TRECHO DO DOCUMENTO:
== == ==
Muitas pessoas tem outras fundamentações religiosas e muitas outras tradições trazem conceitos similares que nos colocam diante da reflexão sobre o que seja de fato o essencial.
Então o contato e alguma vivência de uma tradição religiosa milenar, pode ajudar muito na construção desta aceitação. O que absolutamente não significa passividade ou acomodação. Mas ao contrário, a abertura de potenciais criativos com ampliação da percepção para novos aspectos da realidade. Neste caso portanto, aceitação é sinônimo de libertação.
FORMAS DE NÃO ACEITAÇÃO
Tenho observado nitidamente duas formas de não aceitação do sofrimento ao qual estamos sujeitos neste momento de pandemia e isolamento social.
NEGAÇÃO
“Não é tão perigoso assim”. “Estão exagerando.” “Veja bem, isso vai passar logo.” “Só acontece quando tem que acontecer”. “Para quem tem fé nada de mal pode acontecer”. …
São expressões de pessoas que estão se arriscando em aglomerações e sentem-se irritadas ou acham graça das mais cautelosas. .Estão negando a realidade como o avestruz em desenhos animados, que assustados enterram a cabeça em buraco no chão. Precisamos compreender que o fazem por medo. Porque a realidade dessa pandemia com consequente recessão econômica, com mortes e tantos doentes, é algo insuportável. Há também aqui uma expressão de onipotência típica das reações eufóricas, como ilusões compensatórias. Estas indicam justamente o contrário daquilo que estas pessoas falam. Tentam, sem o saberem, esconder de si mesmos o imenso medo que os ameaça. Convém portanto que tenhamos respeito e compaixão por pessoas que apresentam tal atitude.
PARALISIA
Uma jovem universitária sentiu muita raiva por existirem aulas on-line. Não aceitou a situação que lhe parecia injusta. Como haver custos com ensino nesta modalidade? O meu semestre estará perdido? Como aceitar que este estilo de aulas tenha a mesma validade da presencial? O aprendizado não será o mesmo! Meu curso está prejudicado! Isso não é justo!
== == ==
EXTRATO DE DADOS:
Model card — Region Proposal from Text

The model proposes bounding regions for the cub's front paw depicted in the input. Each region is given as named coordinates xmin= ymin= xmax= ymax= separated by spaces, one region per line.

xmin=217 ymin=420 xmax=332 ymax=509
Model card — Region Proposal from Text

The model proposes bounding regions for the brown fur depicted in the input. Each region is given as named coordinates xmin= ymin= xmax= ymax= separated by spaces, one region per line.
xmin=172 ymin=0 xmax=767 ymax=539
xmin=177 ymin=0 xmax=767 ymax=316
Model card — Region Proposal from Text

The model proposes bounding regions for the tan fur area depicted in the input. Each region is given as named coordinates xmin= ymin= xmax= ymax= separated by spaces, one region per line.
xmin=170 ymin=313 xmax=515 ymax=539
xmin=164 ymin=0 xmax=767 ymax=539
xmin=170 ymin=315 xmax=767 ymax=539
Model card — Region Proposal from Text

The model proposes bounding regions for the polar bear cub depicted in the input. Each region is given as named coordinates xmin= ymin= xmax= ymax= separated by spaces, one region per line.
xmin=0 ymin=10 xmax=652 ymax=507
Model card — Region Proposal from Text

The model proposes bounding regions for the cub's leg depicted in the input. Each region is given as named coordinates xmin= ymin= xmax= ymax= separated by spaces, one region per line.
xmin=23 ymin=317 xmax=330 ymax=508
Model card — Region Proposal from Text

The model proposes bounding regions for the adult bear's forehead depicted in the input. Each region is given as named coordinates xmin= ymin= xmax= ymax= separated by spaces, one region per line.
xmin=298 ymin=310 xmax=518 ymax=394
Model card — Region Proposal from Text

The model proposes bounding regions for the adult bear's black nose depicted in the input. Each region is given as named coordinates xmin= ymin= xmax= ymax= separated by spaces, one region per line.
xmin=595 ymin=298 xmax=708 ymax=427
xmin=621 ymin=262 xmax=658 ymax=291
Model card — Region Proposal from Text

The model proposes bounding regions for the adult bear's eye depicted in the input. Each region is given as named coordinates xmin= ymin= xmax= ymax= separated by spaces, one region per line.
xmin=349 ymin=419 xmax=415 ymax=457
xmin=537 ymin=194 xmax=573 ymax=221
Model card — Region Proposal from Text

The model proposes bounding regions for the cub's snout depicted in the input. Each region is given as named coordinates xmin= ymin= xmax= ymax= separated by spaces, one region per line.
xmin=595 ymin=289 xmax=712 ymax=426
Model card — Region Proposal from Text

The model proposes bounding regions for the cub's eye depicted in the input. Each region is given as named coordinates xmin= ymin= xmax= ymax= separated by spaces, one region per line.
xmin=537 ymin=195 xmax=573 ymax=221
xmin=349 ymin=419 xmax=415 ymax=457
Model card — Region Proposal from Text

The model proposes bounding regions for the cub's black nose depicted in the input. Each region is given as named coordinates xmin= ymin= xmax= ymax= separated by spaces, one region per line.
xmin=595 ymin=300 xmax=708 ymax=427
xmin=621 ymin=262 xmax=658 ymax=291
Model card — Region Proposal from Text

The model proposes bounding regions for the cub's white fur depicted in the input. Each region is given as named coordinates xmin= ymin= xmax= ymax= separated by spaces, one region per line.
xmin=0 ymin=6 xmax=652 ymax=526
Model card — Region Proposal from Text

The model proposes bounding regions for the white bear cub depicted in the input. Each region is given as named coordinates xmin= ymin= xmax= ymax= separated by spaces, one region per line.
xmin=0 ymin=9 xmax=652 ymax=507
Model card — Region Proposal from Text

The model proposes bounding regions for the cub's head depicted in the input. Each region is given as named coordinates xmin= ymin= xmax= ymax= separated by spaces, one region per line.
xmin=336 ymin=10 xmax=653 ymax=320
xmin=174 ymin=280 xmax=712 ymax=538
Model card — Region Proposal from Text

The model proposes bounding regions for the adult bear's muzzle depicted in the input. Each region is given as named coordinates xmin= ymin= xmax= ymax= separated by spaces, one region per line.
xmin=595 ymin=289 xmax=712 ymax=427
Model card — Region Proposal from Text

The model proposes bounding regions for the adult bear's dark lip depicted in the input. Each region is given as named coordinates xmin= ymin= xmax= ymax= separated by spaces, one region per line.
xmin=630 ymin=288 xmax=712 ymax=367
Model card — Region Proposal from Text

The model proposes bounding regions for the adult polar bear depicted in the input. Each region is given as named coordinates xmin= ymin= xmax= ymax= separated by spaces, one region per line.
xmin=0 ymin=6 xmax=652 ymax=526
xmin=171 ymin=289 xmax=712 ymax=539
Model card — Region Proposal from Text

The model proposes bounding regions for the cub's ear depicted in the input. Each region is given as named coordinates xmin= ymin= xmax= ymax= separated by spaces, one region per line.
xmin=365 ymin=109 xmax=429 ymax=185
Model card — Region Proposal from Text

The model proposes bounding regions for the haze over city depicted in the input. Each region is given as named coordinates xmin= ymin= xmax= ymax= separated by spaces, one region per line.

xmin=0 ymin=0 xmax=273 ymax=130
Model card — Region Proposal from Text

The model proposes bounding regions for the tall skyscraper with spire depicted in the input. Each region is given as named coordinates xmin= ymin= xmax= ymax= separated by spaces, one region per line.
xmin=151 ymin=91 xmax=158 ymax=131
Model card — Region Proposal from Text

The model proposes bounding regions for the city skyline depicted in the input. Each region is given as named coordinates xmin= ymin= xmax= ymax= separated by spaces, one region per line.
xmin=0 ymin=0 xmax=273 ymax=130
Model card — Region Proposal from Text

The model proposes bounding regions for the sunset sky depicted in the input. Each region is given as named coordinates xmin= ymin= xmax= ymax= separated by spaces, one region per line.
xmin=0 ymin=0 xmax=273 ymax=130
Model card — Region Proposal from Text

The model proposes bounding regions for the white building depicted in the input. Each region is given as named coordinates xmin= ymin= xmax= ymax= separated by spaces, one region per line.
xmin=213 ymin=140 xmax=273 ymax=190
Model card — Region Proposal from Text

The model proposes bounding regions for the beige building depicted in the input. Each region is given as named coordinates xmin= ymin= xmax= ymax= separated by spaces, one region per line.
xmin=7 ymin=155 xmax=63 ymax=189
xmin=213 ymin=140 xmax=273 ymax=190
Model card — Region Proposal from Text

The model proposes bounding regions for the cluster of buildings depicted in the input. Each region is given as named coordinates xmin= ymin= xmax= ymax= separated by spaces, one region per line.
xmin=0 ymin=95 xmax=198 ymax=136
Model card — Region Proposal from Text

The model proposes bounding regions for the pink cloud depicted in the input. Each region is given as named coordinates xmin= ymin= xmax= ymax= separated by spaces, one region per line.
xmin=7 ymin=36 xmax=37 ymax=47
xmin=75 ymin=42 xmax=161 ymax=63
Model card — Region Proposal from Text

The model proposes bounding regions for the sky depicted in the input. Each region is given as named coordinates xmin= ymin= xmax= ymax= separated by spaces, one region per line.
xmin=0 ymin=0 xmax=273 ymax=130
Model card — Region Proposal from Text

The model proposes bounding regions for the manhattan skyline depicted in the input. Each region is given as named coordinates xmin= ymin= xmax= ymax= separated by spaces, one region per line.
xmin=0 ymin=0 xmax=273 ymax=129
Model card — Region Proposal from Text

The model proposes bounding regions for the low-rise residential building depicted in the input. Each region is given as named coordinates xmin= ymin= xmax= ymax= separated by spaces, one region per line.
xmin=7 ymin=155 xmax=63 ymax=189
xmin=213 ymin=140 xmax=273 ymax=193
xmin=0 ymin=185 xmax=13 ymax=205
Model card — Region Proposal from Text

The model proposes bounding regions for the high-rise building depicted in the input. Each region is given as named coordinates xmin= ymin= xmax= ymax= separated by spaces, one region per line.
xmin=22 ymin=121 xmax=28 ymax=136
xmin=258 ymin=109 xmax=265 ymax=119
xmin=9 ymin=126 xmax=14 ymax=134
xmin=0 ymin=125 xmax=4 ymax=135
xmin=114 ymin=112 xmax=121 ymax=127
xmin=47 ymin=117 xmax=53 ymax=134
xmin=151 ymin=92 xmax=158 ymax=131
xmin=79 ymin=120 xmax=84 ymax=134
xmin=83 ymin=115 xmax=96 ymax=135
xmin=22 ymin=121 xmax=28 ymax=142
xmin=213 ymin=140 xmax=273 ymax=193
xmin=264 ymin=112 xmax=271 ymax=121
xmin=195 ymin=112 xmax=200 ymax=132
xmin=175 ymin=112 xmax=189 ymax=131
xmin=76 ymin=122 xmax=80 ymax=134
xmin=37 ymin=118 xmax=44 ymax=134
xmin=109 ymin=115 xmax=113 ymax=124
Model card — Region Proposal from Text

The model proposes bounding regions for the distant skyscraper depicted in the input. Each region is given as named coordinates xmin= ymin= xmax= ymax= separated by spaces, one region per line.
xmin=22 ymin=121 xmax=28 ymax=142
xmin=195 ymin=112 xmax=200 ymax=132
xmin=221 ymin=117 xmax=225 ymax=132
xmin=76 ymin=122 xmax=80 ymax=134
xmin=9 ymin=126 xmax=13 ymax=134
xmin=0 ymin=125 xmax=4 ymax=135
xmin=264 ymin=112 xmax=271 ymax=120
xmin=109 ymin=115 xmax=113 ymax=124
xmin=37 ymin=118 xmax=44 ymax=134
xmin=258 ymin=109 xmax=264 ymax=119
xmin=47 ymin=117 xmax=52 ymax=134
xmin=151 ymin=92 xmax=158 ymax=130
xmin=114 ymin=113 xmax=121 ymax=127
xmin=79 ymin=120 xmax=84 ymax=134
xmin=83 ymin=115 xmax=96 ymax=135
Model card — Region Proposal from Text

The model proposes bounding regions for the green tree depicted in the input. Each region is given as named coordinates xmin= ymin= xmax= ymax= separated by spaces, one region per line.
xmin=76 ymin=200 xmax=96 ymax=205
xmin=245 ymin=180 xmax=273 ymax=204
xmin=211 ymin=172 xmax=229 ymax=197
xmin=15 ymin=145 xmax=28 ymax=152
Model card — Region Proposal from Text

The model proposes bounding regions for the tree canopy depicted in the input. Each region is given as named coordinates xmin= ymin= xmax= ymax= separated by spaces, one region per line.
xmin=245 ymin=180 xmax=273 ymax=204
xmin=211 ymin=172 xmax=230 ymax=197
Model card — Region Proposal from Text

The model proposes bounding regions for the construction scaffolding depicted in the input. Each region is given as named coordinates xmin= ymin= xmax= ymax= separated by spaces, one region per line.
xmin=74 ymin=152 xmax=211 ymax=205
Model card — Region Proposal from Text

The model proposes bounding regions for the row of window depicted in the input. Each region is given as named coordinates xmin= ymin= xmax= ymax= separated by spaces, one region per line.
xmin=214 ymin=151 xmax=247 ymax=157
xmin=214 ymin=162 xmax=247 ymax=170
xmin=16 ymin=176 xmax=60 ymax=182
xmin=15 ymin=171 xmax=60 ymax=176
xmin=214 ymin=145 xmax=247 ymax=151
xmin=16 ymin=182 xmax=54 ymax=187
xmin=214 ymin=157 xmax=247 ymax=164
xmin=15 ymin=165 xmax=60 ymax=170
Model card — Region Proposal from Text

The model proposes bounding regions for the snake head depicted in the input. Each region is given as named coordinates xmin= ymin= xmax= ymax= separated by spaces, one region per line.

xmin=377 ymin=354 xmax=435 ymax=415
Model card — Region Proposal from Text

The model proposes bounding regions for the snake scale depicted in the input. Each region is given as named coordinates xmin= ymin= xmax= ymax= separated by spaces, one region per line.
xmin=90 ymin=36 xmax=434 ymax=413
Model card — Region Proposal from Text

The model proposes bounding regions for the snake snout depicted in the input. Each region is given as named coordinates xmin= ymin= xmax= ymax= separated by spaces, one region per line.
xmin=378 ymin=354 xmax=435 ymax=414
== == ==
EXERCÍCIOS PROPOSTOS:
**1)** No trecho sobre a aceitação do sofrimento na pandemia, a que animal de desenhos animados são comparadas as pessoas que negam a realidade?
**2)** Prossiga, por favor, com o trecho sobre a aceitação do sofrimento na pandemia a partir de onde ele termina.

EXERCÍCIOS RESOLVIDOS:
**1)** Ao avestruz, que, assustado, enterra a cabeça em um buraco no chão.

**2)**
Tive a impressão de fenômeno similar em professores com expressão do tipo: Como temos que improvisar métodos para os quais não estamos preparados? Essa passagem para aulas à distância requer todo um processo e capacitação que não nos foi oferecido…
A aluna acima não conseguia estudar. Queria apenas dormir, ver séries…Sentia a pressão das demandas que vinham on-line por parte dos professores, mas não conseguia se mover. Estava paralisada. Chamamos isso tecnicamente de Impasse. Havia um conflito entre duas energias opostas. Por um lado a pressão para o cumprimento do dever e o receio pelo acúmulo de conteúdos. Mas por outro lado a raiva pela não aceitação da realidade.
Ajudou muito a oportunidade que teve antes de mais nada, de tomar consciência do que estava acontecendo. Pois sua queixa era apenas de desânimo e apatia. Mas foi auxiliada a perceber progressivamente, o quanto estava revoltada com a situação.
Uma vez consciente teve a oportunidade de expressar sua indignação e raiva contra a faculdade. Pode falar agressivamente dando vasão a seus sentimentos de raiva. E pode também chorar sua dor pela frustração, pelo distanciamento dos colegas etc.
Até progressivamente ir percebendo a realidade com outros olhares. Chegando a compreender que também a faculdade era vítima da mesma catástrofe. Esse processo de aceitação foi liberando sua energia para o estudo ao qual foi se dedicando cada vez mais a cada dia.
CONCLUSÃO
Vemos então o quanto a não aceitação dificulta nossa vida, nos faz sofrer e nos incapacita para a solução de problemas. Lembro apenas que a estudante acima passou pelo processo: 1º Consciência da raiva, pois não estava percebendo isso. 2º Expressão de sua revolta e indignação. Aqui é fundamental que quem estiver por perto, pais, amigos … suportem ouvir com respeito e compreensão essa justa revolta. 3º Como consequência, a libertação da energia produtiva.